WHAT YOU SHOULD DO:
Within the records below, find each line with the word "that" and copy it out.

BEGIN

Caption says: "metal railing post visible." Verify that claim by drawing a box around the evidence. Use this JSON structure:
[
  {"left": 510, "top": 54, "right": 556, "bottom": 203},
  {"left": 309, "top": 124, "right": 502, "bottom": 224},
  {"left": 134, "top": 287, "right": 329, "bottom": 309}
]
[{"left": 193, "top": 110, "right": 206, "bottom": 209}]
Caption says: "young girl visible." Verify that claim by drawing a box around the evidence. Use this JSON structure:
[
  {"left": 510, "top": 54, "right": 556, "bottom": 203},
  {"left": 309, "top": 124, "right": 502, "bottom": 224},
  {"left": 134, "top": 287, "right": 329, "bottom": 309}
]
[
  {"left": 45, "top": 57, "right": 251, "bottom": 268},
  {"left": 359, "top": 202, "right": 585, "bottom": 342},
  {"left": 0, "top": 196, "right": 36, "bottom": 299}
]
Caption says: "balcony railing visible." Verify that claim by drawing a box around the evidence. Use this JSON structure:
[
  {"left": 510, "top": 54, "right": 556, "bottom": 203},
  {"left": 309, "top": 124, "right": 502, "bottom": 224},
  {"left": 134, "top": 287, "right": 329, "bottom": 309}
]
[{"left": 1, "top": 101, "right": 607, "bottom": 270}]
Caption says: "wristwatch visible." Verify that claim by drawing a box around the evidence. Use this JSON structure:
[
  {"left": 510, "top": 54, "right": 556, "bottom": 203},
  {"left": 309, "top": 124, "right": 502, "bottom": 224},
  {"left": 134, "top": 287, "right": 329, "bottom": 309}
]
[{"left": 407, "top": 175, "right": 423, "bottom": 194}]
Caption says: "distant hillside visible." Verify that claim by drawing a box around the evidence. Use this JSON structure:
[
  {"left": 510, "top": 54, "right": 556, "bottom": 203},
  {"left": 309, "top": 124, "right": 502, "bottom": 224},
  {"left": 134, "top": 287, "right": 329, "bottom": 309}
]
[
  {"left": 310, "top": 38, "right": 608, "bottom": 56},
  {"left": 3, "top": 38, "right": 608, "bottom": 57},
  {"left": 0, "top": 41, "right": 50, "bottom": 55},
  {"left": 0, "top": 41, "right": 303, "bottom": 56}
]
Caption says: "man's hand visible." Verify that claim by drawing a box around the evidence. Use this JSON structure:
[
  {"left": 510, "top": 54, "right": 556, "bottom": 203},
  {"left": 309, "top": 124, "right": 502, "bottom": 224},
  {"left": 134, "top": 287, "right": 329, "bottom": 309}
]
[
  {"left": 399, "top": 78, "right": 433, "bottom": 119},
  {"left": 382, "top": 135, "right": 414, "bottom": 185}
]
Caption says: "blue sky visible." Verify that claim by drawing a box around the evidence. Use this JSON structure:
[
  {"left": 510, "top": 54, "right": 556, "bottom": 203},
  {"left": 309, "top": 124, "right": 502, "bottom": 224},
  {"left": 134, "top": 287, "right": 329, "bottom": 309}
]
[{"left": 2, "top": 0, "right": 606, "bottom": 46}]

END

SOLUTION:
Caption says: "metal railing post visible." Verify that claim by drawing a box around the evidence. Use this JSON structure:
Caption says: "young girl visible." Verify that claim by drawing a box around the evidence. Use this JSON structure:
Caption says: "balcony railing visible." Verify that claim by drawing a box around the evidence. Use this JSON structure:
Caption says: "wristwatch visible." Verify that claim by drawing a box around the evidence. Use this JSON structure:
Caption says: "distant hillside visible." Verify that claim by drawing a box around the evidence. Use this JSON structure:
Caption says: "man's hand visible." Verify that claim by drawing a box around the evidence. Use this JSON structure:
Caption says: "blue sky visible." Verify that claim by drawing a box around the evidence. Use this JSON structure:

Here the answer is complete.